» What to produce:
Lines with the word "dark" in them must be copied from the records below.

» Exercise input:
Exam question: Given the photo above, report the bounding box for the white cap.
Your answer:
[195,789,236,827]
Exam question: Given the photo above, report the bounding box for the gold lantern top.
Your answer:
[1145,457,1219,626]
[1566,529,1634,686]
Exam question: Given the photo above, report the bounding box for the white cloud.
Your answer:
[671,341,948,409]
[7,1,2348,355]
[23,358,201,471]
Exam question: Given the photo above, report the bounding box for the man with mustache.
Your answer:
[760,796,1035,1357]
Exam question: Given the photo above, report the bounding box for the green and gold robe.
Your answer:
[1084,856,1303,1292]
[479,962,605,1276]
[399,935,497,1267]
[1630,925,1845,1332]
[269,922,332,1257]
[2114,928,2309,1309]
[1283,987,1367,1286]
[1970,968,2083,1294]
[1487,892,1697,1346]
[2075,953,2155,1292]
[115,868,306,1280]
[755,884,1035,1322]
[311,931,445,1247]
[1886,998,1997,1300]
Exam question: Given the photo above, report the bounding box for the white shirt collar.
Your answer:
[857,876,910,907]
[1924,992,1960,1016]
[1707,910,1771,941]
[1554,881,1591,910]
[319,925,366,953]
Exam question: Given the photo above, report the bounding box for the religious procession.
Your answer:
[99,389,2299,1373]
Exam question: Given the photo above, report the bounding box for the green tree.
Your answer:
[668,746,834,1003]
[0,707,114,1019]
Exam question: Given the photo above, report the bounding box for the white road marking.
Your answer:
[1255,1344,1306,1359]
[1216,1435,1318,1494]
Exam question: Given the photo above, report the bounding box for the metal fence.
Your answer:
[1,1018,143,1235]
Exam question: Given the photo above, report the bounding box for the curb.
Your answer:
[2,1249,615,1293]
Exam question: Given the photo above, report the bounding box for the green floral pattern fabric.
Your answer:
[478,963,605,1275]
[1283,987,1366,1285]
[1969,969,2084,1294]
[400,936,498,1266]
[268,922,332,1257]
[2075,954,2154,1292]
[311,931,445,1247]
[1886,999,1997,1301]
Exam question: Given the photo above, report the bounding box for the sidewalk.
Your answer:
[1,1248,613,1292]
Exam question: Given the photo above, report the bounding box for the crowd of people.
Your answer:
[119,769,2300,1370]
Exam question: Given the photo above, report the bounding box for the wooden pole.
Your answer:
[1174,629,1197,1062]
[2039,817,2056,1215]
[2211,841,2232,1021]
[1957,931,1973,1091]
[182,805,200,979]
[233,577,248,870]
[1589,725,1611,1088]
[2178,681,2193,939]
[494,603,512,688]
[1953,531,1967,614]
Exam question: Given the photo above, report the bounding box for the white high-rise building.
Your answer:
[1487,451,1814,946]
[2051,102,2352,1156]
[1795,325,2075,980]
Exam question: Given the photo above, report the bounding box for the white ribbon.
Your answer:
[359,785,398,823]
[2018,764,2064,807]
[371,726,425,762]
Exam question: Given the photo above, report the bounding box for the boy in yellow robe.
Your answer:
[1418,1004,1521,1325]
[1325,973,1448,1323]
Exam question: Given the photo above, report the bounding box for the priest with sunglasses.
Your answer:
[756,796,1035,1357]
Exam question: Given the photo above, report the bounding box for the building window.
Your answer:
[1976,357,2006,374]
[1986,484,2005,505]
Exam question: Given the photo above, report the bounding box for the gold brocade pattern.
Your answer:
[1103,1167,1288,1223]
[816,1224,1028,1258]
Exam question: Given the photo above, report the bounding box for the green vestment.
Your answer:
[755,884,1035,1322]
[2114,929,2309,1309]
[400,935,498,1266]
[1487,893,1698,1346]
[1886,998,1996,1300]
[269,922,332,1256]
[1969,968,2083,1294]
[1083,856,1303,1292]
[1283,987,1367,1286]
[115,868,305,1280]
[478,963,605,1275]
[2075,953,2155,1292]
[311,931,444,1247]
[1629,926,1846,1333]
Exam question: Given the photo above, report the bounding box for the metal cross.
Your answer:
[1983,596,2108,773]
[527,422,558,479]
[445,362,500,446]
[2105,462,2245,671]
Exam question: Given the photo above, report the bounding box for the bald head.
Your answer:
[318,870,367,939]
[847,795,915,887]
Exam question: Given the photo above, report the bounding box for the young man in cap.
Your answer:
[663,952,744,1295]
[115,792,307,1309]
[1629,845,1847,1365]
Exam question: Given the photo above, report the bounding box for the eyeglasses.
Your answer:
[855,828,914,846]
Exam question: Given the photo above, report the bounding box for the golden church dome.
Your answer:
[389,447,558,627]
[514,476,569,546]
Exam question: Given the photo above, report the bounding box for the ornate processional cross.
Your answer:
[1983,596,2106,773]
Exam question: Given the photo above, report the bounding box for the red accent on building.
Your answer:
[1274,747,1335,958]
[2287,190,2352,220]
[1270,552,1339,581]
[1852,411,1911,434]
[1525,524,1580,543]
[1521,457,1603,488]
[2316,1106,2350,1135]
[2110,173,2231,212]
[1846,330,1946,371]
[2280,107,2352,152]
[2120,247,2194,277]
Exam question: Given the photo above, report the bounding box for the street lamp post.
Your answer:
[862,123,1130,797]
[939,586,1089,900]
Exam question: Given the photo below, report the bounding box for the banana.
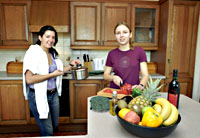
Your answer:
[163,103,179,126]
[153,104,162,113]
[155,98,172,121]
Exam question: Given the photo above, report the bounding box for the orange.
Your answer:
[118,108,130,119]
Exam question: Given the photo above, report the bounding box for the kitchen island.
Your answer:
[88,93,200,138]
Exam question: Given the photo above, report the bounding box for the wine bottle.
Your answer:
[167,69,180,108]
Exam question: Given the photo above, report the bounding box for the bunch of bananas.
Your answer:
[153,98,179,126]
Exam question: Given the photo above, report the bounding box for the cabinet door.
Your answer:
[101,3,131,46]
[0,80,30,125]
[71,2,101,46]
[0,0,31,48]
[102,80,110,88]
[69,80,102,123]
[166,2,198,78]
[131,4,159,50]
[30,0,70,33]
[164,78,193,98]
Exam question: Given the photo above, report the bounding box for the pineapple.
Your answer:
[128,76,163,109]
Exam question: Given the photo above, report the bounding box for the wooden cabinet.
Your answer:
[0,0,31,49]
[0,80,30,125]
[131,4,160,50]
[30,0,70,33]
[69,80,102,123]
[151,0,199,97]
[69,78,165,124]
[163,78,193,97]
[70,2,131,50]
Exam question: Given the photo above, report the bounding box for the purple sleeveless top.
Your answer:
[29,54,57,90]
[105,46,147,89]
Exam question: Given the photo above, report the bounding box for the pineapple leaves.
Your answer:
[143,76,163,102]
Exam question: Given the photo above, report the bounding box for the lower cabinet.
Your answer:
[0,80,30,125]
[0,78,166,125]
[69,80,102,123]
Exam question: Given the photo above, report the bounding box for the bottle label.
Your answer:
[168,93,178,107]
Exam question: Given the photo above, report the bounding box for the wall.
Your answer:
[192,12,200,102]
[0,33,151,72]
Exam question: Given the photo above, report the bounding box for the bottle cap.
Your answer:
[173,69,178,77]
[113,91,117,95]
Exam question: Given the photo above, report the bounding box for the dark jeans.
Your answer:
[28,89,59,136]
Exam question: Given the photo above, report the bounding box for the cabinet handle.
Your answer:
[98,40,100,45]
[168,59,171,63]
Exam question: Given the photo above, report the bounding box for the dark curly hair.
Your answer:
[36,25,59,59]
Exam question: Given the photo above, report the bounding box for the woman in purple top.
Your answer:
[104,22,149,90]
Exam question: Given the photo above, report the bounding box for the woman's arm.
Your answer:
[25,70,63,84]
[138,62,149,89]
[25,59,81,84]
[63,59,81,73]
[104,66,122,87]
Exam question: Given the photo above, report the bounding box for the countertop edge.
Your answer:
[0,71,166,80]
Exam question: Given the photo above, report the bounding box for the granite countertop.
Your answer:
[0,71,166,80]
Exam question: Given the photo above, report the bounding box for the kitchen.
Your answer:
[0,0,200,137]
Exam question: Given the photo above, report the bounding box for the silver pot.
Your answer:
[71,64,88,80]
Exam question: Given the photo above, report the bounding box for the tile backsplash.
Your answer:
[0,33,151,71]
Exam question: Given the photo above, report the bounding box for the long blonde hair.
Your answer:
[114,21,134,50]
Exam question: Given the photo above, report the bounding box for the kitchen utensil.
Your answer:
[86,54,89,62]
[71,64,88,80]
[92,58,105,70]
[97,88,128,99]
[120,81,123,87]
[83,54,87,62]
[115,105,181,138]
[84,61,92,72]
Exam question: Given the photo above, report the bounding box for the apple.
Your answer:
[142,106,153,115]
[124,110,140,124]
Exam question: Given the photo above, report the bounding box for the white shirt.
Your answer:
[23,44,63,119]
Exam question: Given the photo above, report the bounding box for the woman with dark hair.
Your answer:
[23,25,80,136]
[104,22,149,90]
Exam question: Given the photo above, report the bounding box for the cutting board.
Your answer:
[97,88,130,99]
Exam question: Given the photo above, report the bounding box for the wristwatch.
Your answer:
[139,84,144,89]
[69,63,74,67]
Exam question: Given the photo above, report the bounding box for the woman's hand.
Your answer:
[132,84,144,90]
[64,59,82,73]
[112,75,123,87]
[70,59,81,66]
[51,70,64,77]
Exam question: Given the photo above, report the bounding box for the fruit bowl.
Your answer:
[115,106,181,138]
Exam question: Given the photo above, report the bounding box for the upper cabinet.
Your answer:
[70,2,131,50]
[0,0,31,49]
[131,4,160,50]
[30,0,70,32]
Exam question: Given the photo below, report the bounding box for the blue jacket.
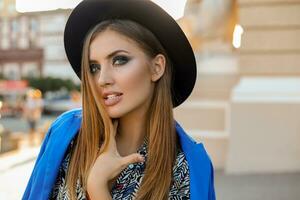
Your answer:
[23,108,216,200]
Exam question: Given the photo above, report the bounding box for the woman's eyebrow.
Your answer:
[89,49,130,63]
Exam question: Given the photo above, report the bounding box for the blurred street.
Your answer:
[1,115,57,133]
[0,146,39,199]
[0,115,57,199]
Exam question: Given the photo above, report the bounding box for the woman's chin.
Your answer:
[106,109,125,119]
[109,114,122,119]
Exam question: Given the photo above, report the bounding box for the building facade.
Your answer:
[0,0,78,83]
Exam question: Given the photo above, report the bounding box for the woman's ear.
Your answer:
[151,54,166,82]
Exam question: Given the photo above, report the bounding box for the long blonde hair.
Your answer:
[66,19,178,200]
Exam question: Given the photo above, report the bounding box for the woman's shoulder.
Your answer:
[22,108,83,200]
[175,123,213,169]
[41,108,82,148]
[53,107,82,122]
[50,108,82,130]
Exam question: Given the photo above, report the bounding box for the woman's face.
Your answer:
[88,29,155,119]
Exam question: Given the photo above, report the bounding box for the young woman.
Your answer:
[23,1,215,200]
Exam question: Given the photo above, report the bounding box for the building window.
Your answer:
[30,18,38,32]
[11,19,19,33]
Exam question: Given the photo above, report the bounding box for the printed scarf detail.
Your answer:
[50,138,190,199]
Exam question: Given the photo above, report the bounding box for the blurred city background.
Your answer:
[0,0,299,199]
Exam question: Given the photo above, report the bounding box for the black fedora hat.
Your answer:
[64,0,196,107]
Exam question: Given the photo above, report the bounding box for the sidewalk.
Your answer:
[0,135,40,200]
[214,170,300,200]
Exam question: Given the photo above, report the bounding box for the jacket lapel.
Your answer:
[175,120,212,200]
[42,112,82,199]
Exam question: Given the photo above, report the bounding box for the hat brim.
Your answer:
[64,0,196,107]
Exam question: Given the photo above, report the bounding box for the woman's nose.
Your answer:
[97,66,114,87]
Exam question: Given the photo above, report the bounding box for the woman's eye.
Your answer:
[89,63,101,74]
[113,55,129,65]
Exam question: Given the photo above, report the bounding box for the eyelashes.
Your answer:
[113,55,130,65]
[89,55,130,74]
[89,63,101,74]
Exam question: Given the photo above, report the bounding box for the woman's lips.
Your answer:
[104,94,123,106]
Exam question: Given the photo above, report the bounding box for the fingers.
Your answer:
[121,153,145,168]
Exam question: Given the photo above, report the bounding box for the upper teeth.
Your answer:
[106,94,119,99]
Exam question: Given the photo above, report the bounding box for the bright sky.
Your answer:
[16,0,187,20]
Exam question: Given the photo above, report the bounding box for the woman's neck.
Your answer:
[116,113,147,157]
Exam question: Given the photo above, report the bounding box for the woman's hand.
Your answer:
[87,119,145,199]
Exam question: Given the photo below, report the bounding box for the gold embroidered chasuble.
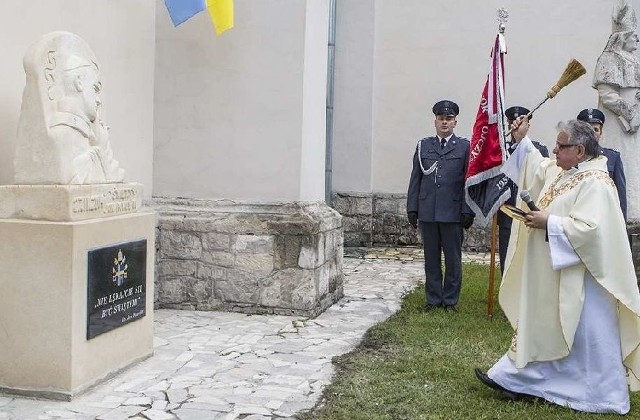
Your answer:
[501,146,640,390]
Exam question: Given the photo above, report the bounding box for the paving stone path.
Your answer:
[0,248,490,420]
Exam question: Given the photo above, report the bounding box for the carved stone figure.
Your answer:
[14,31,125,184]
[593,0,640,221]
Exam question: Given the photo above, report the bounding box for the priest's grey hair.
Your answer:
[557,120,599,158]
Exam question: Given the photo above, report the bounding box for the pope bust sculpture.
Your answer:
[14,31,125,184]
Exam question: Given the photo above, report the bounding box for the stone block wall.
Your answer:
[332,191,492,251]
[152,198,343,317]
[332,192,374,246]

» Reply:
Exam question: Given the photo above, report the bounding box for the dark jeans.
Exam question: Given the photo above, report the bounding box for the dark curly hair.
Exam question: Given the photo above, report the bounding box for the woman with dark hair.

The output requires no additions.